## Texto selecionado
Avaliação ultrassonográfica de cicatriz uterina pós-cesariana segmentar transversa

Ultrasound evaluation of uterine scar after segmental transverse cesarean surgery

Jorgete Maria Buso BazzoI; Elizabeth Milla TambaraI; Antonio Carlos Ligocki CamposI; Rodrigo de Paula FeijóII

IPrograma de Pós-graduação em Clínica Cirúrgica da Universidade Federal do Paraná - UFPR - Curitiba (PR), Brasil

IIDepartamento de Tocoginecologia do Hospital de Clínicas da Universidade Federal do Paraná - UFPR - Curitiba (PR), Brasil

Correspondência Correspondência: Jorgete Maria Buso Bazzo Departamento de Tocoginecologia do Hospital de Clínicas da Universidade Federal do Paraná Rua General Carneiro 181 - Centro CEP: 80060-900 Curitiba (PR), Brasil

RESUMO

OBJETIVO: Avaliar a medida do segmento uterino inferior pela ultrassonografia transvaginal em um grupo de mulheres não grávidas e descrever os achados morfológicos na cicatriz daquelas submetidas à cesárea.

MÉTODOS: Estudo retrospectivo para o qual foram avaliadas 155 imagens de ultrassonografias transvaginais obtidas de mulheres no menacme, não grávidas. Os exames foram realizados entre janeiro de 2008 e novembro de 2011. Foram selecionados três grupos: mulheres que nunca ficaram grávidas (Grupo Controle I), mulheres com partos vaginais anteriores (Grupo Controle II) e mulheres com cesárea prévia (Grupo de Estudo). Foram excluídas as mulheres com útero em retroflexão, usuárias de dispositivo intrauterino, gestantes e mulheres com menos de um ano do último evento obstétrico. Os dados obtidos foram submetidos à análise estatística com o programa Statistica®, versão 8.0. Para a comparação dos grupos em relação às variáveis quantitativas foram utilizados os testes ANOVA e LSD. Para a comparação entre a espessura do istmo anterior e posterior utilizou-se o teste t de Student. Para a associação entre variáveis quantitativas estimou-se o coeficiente de correlação de Spearman. Valores p<0,05 indicaram significância estatística.

RESULTADOS: Houve diferença significativa entre as espessuras do istmo anterior e posterior do útero apenas no grupo de mulheres com cesárea anterior. Na comparação dos grupos dois a dois, não houve diferença significativa entre a espessura do istmo posterior e anterior nos Grupos Controle, mas essa diferença foi significativa quando comparado o Grupo de Estudo com cada Grupo Controle. No Grupo de Estudo, não foi encontrada correlação entre a espessura do istmo anterior e o número de cesáreas ou ao tempo decorrido desde o último parto. A presença de lesão em cunha foi observada na cicatriz de cesárea em 30,6% das mulheres do Grupo de Estudo, das quais 93% apresentavam queixa de sangramento pós-menstrual.

[Itens armazenados do conjunto de dados]
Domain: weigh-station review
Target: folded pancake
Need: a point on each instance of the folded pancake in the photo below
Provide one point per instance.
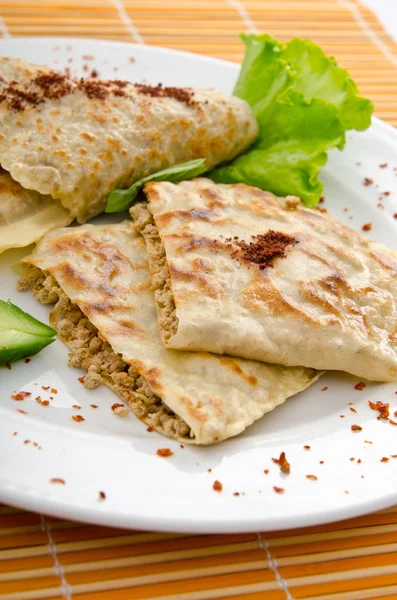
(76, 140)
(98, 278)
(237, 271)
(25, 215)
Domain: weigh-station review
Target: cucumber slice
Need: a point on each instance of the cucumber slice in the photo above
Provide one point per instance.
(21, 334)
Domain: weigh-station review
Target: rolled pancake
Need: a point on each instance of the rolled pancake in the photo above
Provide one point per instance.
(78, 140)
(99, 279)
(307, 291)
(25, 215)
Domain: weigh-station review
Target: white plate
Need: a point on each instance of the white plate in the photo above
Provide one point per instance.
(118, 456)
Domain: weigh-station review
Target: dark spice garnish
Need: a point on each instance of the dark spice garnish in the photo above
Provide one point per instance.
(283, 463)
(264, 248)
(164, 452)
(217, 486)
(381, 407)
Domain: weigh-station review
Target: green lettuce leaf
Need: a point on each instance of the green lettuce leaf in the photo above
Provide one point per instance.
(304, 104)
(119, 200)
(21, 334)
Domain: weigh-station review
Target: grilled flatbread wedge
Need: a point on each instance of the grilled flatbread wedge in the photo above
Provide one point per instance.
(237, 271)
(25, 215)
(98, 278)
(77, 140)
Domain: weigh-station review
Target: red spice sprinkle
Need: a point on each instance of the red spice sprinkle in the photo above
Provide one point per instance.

* * *

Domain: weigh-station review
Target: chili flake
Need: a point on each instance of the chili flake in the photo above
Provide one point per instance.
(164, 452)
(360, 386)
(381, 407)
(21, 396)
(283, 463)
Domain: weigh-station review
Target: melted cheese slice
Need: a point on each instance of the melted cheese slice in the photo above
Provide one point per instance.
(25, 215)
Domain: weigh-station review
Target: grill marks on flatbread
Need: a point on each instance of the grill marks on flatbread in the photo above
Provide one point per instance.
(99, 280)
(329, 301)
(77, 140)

## Instruções a seguir
Liste todos os critérios de exclusão de participantes que o resumo sobre cicatriz uterina pós-cesariana apresenta.

## Resposta à tarefa
Foram excluídas as mulheres com útero em retroflexão, as usuárias de dispositivo intrauterino, as gestantes e as mulheres com menos de um ano do último evento obstétrico.